-------- Data shown --------
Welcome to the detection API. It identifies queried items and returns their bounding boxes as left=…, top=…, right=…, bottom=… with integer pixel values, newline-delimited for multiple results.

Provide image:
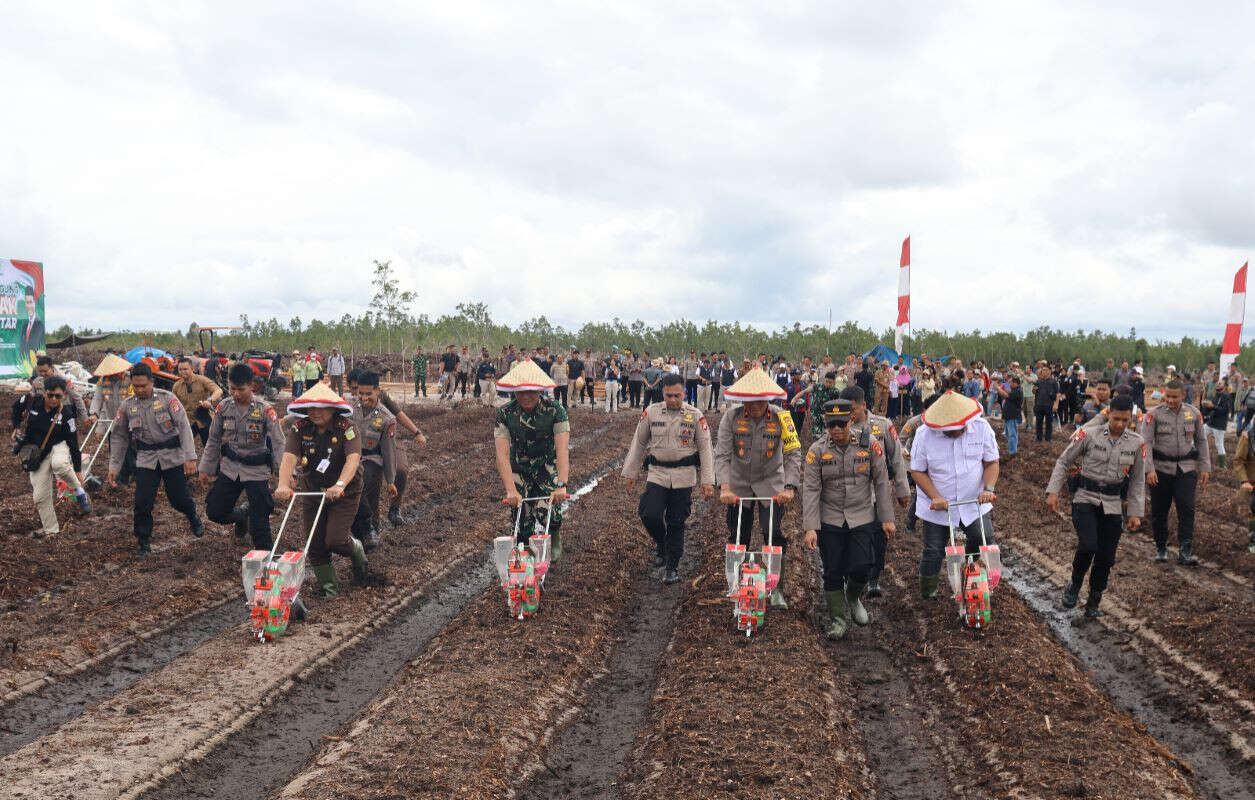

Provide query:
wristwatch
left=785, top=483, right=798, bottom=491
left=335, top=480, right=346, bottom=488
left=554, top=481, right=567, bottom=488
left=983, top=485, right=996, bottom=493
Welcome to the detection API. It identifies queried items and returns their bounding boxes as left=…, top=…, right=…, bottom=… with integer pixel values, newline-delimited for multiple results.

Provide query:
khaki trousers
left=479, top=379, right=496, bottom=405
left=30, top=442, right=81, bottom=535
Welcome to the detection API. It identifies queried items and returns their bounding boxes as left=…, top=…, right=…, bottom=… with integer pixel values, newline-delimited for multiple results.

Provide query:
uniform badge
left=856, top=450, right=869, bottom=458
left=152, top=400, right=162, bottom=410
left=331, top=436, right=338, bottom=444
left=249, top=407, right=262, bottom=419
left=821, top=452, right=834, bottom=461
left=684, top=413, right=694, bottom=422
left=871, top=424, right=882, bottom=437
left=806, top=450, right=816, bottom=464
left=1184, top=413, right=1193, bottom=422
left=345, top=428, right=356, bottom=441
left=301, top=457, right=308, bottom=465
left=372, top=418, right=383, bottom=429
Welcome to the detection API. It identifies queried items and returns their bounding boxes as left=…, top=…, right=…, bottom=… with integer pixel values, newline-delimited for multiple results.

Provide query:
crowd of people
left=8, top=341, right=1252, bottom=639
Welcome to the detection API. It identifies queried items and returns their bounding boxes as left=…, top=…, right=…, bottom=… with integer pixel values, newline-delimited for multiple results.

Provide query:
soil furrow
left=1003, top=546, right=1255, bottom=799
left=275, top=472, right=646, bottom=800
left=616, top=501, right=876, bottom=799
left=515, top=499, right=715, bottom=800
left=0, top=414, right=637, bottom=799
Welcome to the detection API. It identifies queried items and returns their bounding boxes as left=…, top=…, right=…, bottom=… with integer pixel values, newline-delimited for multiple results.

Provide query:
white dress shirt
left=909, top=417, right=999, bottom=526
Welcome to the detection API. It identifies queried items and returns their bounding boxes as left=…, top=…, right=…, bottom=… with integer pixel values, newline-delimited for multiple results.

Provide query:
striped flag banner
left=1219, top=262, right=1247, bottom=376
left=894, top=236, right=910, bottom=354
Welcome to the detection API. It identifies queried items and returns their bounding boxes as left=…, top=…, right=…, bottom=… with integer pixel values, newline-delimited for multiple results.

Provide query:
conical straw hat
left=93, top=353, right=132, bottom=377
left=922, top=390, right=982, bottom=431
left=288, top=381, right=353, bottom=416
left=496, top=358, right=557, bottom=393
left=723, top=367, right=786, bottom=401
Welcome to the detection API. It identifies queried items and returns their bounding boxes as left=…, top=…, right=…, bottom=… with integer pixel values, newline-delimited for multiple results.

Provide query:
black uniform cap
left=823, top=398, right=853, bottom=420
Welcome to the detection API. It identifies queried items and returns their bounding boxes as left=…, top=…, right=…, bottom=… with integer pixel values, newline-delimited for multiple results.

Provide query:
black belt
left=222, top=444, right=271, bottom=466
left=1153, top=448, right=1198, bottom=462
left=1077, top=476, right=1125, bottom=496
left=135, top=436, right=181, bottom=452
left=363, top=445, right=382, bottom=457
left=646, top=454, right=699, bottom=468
--------
Exercise directions » Keep every word of the lines above unchanged in the copy, and omit the pictures.

Result of this exercise »
Welcome to the detection API. It identifies queried items and returns their bounding boxes as left=…, top=…, right=…, bottom=… with integer pixel values, newline-delimited for multiple results.

Provide image:

Provide query:
wristwatch
left=785, top=483, right=798, bottom=491
left=335, top=480, right=346, bottom=488
left=554, top=481, right=567, bottom=488
left=983, top=485, right=996, bottom=493
Welcome to the detection API. It identifies queried items and returns their bounding boxes as left=…, top=…, right=…, bottom=… with integer pixel values, newline-delimited for multiple results.

Provide query:
khaki trousers
left=479, top=379, right=496, bottom=405
left=30, top=442, right=81, bottom=535
Welcome to the detection API. It identifies queried items and returns their bounding boxes as left=…, top=…, right=…, bottom=… with integer pixel values, newline-delimited for multiple results.

Provide query:
uniform badge
left=856, top=450, right=869, bottom=458
left=152, top=400, right=162, bottom=410
left=331, top=436, right=338, bottom=444
left=249, top=407, right=262, bottom=419
left=821, top=452, right=834, bottom=461
left=684, top=413, right=694, bottom=422
left=871, top=424, right=882, bottom=437
left=806, top=450, right=816, bottom=464
left=1184, top=413, right=1193, bottom=422
left=345, top=428, right=356, bottom=441
left=301, top=457, right=308, bottom=465
left=372, top=418, right=383, bottom=429
Welcome to the detection API. It identifies queried items and returns their bounding boxes as left=…, top=…, right=…, bottom=… with integer pixel values, newline-delimited for multiple results.

Provide query:
crowd of people
left=8, top=341, right=1252, bottom=639
Welcome to the detection API. It identifies queried items and returns their bounding boxes as left=…, top=…, right=…, bottom=… with integer pixel values, newline-delimited for multiple results.

Provide query:
soil furrow
left=1003, top=546, right=1255, bottom=799
left=275, top=472, right=646, bottom=800
left=616, top=501, right=876, bottom=799
left=515, top=499, right=715, bottom=800
left=0, top=414, right=637, bottom=799
Welcome to the detection API. It identifies queried items and returns their bounding boxes as left=…, top=…, right=…, bottom=… with integer pixel values, newline-delimited for multiple results.

Provide query:
white dress shirt
left=909, top=417, right=999, bottom=526
Welcome to the detection API. It identifies queried items and returns their bounding boxes as left=…, top=…, right=…, bottom=… with integer pixel values, newline-delimited for multiple results.

Provide query:
striped flag banner
left=1219, top=262, right=1247, bottom=376
left=894, top=236, right=910, bottom=354
Welcome to the detection API. It identifies queried items and returns their bounding boxes as left=…, top=…, right=…, bottom=… with integer pixel values, newline-delimited for multiple results.

Provide query:
conical straw hat
left=93, top=353, right=132, bottom=377
left=922, top=390, right=982, bottom=431
left=288, top=381, right=353, bottom=416
left=496, top=358, right=557, bottom=393
left=723, top=367, right=786, bottom=401
Welcome to the detection API. It identifies queried items and returns their bounding boxes as left=…, top=…, right=…, bottom=… with integer pixel values, newline-delimited for multiple results.

Provide query:
black uniform cap
left=823, top=398, right=853, bottom=420
Welcome to the detection API. It identifies queried items and returns their bounding boxes as left=…, top=…, right=…, bottom=… with integer pixel values, newline-delimited for multiple results.

Provide query:
black belt
left=222, top=444, right=271, bottom=466
left=1153, top=448, right=1198, bottom=462
left=1077, top=476, right=1125, bottom=496
left=135, top=436, right=181, bottom=452
left=363, top=445, right=382, bottom=457
left=646, top=454, right=699, bottom=468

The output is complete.